------ Supplied records ------

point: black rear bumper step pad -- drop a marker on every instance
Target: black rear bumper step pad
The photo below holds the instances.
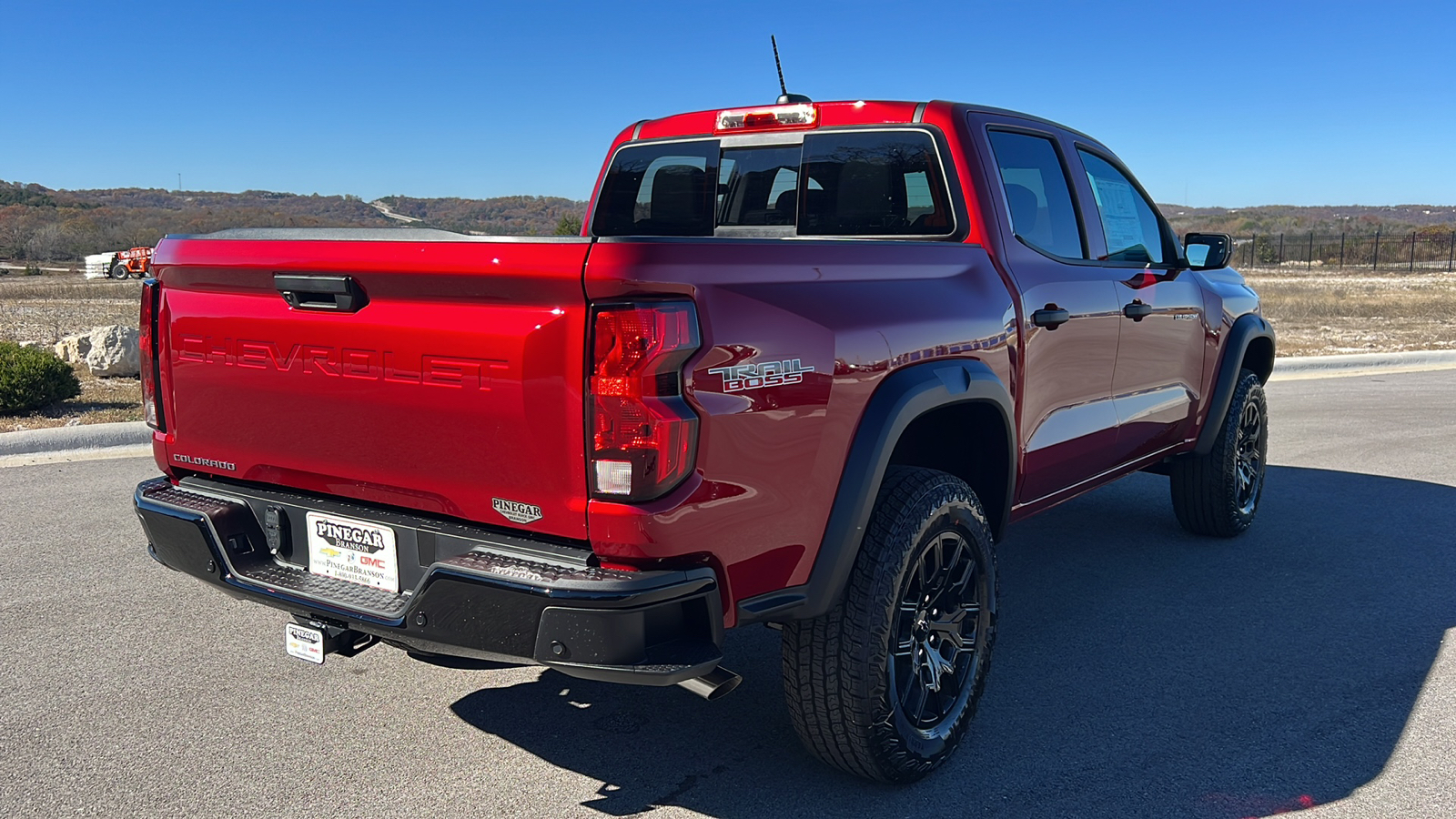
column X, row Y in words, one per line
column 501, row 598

------
------ Supplied records ------

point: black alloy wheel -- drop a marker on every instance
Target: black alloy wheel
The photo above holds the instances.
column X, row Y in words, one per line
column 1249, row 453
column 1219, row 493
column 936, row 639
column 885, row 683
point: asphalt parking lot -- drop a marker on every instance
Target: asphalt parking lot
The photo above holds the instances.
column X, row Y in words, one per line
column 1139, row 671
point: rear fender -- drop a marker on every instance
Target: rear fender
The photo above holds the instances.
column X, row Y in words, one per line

------

__Task goal__. Find the word "wheel" in the data and show each line that holds it.

__Exercise response__.
point: black alloy wheel -- drop a marker on every instance
Target: black alloy wheel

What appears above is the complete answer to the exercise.